• _INFORMATION SUPPLIED_:
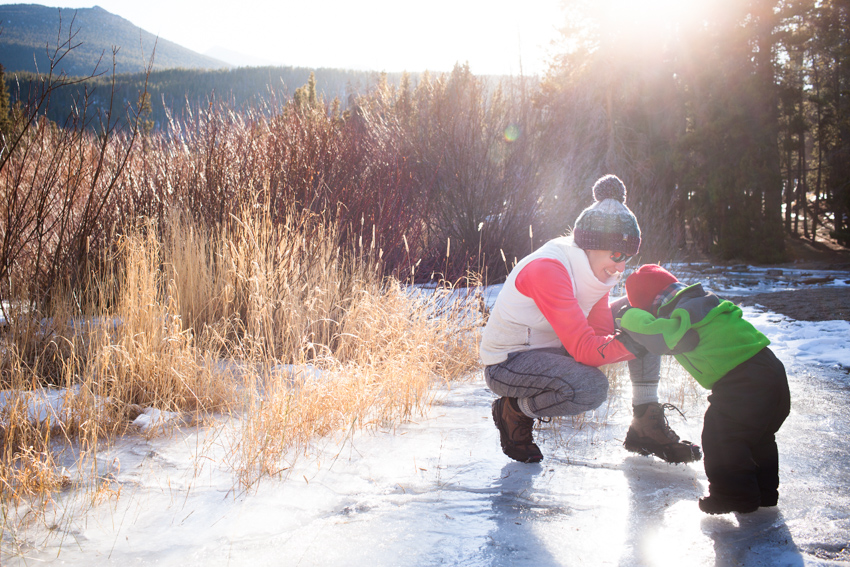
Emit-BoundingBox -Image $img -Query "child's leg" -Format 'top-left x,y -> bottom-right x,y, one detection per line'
753,434 -> 779,506
700,393 -> 760,513
753,349 -> 791,506
700,349 -> 789,513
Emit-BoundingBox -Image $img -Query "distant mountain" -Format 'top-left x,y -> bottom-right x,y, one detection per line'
0,4 -> 231,76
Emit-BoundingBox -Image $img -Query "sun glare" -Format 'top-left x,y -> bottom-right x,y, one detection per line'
597,0 -> 711,40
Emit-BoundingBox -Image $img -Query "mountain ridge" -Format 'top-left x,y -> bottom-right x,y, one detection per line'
0,4 -> 232,76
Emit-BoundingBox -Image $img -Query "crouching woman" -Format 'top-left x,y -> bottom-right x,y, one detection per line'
480,175 -> 701,463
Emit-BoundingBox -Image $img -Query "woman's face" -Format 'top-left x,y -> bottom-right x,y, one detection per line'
585,250 -> 629,283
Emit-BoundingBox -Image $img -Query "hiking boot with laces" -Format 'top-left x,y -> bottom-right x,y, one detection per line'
493,398 -> 543,463
623,402 -> 702,463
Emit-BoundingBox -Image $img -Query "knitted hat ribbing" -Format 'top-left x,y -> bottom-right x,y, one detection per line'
573,175 -> 640,256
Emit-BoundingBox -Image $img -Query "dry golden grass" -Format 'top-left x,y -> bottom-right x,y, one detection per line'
0,206 -> 480,530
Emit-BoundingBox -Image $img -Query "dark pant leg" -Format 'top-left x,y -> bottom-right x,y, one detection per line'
484,348 -> 608,417
753,349 -> 791,506
702,348 -> 790,502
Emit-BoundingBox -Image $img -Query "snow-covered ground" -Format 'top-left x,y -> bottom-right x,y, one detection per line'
2,268 -> 850,567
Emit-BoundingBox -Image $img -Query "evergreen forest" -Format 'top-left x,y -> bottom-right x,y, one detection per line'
0,0 -> 850,297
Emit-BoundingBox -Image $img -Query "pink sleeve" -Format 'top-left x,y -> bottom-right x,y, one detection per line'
516,258 -> 633,366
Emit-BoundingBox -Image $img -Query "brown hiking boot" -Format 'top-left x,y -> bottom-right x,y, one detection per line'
623,402 -> 702,463
493,398 -> 543,463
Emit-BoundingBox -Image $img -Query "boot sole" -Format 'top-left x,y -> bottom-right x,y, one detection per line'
623,437 -> 702,464
491,398 -> 543,464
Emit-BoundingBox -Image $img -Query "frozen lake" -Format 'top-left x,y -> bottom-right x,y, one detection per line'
3,296 -> 850,567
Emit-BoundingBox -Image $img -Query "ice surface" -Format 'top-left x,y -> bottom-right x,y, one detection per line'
2,268 -> 850,567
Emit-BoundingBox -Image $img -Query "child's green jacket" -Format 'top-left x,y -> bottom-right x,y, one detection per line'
620,284 -> 770,389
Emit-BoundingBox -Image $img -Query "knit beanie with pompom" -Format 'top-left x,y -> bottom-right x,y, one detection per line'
573,175 -> 640,256
626,264 -> 679,315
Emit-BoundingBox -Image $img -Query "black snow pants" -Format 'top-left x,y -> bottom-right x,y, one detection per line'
702,347 -> 791,506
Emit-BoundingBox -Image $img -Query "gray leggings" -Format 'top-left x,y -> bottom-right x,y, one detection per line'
484,347 -> 661,417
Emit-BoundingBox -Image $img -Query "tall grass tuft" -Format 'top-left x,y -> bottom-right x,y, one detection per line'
0,208 -> 477,529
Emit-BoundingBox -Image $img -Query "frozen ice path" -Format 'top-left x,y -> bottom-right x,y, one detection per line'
14,367 -> 850,567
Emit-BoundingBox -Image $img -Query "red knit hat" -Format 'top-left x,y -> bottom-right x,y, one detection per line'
626,264 -> 679,311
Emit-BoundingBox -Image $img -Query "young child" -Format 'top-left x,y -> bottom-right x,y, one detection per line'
620,264 -> 791,514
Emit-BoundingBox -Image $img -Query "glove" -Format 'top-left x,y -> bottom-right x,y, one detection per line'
614,329 -> 649,358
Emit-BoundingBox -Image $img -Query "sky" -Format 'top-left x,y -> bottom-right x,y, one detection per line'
16,0 -> 561,76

• _STATED PROBLEM_: Retype the records from their first line through the line that holds "0,4 -> 231,76", both included, and leave the pictures out of your copy.

• _WRITTEN SOLUTION_:
Emit-BoundingBox -Image $img -Query "child's leg" -Format 'top-left x,y -> bottom-right x,y, one detection per line'
753,434 -> 779,506
700,393 -> 760,513
753,349 -> 791,506
700,349 -> 789,513
Emit-BoundingBox -Image $img -Query "distant mountain" -Format 'top-left x,y -> bottom-right x,y, one detection per line'
0,4 -> 231,76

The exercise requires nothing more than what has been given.